What you will do: Repeat all of the data precisely.

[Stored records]
__________
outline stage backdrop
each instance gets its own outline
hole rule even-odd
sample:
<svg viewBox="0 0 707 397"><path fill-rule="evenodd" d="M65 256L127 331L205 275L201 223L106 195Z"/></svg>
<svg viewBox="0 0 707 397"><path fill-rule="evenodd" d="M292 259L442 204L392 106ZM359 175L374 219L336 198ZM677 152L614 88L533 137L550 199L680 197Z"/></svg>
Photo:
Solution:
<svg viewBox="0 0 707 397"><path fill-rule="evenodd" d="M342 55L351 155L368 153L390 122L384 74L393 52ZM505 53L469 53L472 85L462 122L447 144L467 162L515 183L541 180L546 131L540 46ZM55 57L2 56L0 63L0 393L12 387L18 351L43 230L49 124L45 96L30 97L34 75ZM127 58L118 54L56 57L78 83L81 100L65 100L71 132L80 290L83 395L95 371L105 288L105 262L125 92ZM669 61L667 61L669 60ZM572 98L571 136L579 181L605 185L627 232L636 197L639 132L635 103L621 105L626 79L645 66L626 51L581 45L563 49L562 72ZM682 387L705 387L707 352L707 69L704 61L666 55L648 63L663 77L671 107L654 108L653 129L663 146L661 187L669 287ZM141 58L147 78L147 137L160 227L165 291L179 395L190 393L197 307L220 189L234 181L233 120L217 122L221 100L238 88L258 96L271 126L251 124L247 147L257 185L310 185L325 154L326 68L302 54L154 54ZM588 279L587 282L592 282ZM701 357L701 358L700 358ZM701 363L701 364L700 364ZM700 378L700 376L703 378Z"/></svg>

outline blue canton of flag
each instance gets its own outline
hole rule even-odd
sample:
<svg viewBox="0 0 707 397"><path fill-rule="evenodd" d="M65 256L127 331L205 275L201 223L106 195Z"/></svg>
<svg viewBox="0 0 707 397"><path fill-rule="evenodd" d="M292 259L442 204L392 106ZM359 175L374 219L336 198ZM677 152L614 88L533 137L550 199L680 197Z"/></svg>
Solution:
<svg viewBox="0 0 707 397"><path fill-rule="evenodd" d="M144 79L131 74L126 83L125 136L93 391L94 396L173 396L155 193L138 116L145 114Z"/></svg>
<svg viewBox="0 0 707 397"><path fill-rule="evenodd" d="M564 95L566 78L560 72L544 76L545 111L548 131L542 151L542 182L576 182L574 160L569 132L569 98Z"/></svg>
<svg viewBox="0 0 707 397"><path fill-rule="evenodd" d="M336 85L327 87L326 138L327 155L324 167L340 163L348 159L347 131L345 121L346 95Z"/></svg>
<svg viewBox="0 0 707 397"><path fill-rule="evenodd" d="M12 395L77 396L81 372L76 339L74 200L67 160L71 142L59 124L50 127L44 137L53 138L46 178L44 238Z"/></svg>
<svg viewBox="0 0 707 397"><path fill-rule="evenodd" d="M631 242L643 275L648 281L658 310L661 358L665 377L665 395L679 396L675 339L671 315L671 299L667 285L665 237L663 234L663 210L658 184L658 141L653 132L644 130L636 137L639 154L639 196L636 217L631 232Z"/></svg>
__________
Task result:
outline stage backdrop
each instance gets its own outline
hole rule even-odd
sample:
<svg viewBox="0 0 707 397"><path fill-rule="evenodd" d="M65 256L127 331L205 275L201 223L106 195Z"/></svg>
<svg viewBox="0 0 707 397"><path fill-rule="evenodd" d="M292 259L442 204L392 106ZM359 175L374 219L336 198ZM677 152L614 88L533 137L550 199L680 197Z"/></svg>
Photo:
Solution:
<svg viewBox="0 0 707 397"><path fill-rule="evenodd" d="M342 55L351 155L368 153L390 122L384 74L393 52ZM505 53L469 53L472 85L462 122L447 144L467 162L515 183L541 180L546 131L540 46ZM55 57L2 56L0 63L0 393L12 387L18 351L43 230L49 124L45 96L30 97L34 75ZM127 58L118 54L56 57L78 83L81 100L65 100L71 132L80 290L83 395L95 371L105 288L105 262L125 92ZM669 61L667 61L669 60ZM572 98L571 136L579 181L605 185L627 232L636 197L639 132L635 103L621 105L626 79L645 66L626 51L581 45L563 49L562 72ZM682 387L705 387L707 352L707 69L704 61L666 55L648 63L663 77L671 107L654 108L653 129L663 146L661 187L669 287ZM141 58L147 78L147 137L160 227L165 291L179 395L190 393L197 307L220 189L234 181L233 120L217 122L221 100L238 88L258 96L271 126L251 124L247 147L257 185L310 185L325 154L326 68L302 54L154 54ZM588 279L587 282L592 282ZM701 357L701 358L700 358ZM701 363L701 364L700 364ZM700 378L700 376L703 378Z"/></svg>

outline blue canton of flag
each instance gets its own outline
hole rule even-odd
sample:
<svg viewBox="0 0 707 397"><path fill-rule="evenodd" d="M65 256L127 331L205 275L201 223L106 195Z"/></svg>
<svg viewBox="0 0 707 397"><path fill-rule="evenodd" d="M292 259L442 204L392 106ZM359 175L374 219L336 198ZM677 152L614 88L533 137L550 199L680 197Z"/></svg>
Solution:
<svg viewBox="0 0 707 397"><path fill-rule="evenodd" d="M144 79L131 74L126 83L125 136L93 391L94 396L173 396L155 193L138 116L145 114Z"/></svg>
<svg viewBox="0 0 707 397"><path fill-rule="evenodd" d="M564 95L566 78L560 72L544 76L545 111L548 131L542 151L542 182L576 182L574 160L569 132L569 98Z"/></svg>
<svg viewBox="0 0 707 397"><path fill-rule="evenodd" d="M336 85L327 87L326 138L327 155L324 167L340 163L348 159L347 131L345 121L346 95Z"/></svg>
<svg viewBox="0 0 707 397"><path fill-rule="evenodd" d="M12 395L77 396L81 372L76 339L74 200L67 160L71 142L59 124L50 127L44 137L53 138L46 178L44 238Z"/></svg>
<svg viewBox="0 0 707 397"><path fill-rule="evenodd" d="M631 242L643 275L648 281L658 310L661 358L665 377L665 395L679 396L675 339L671 315L671 299L667 285L665 237L663 234L663 210L658 184L658 141L653 132L644 130L636 137L639 154L639 196L636 217L631 232Z"/></svg>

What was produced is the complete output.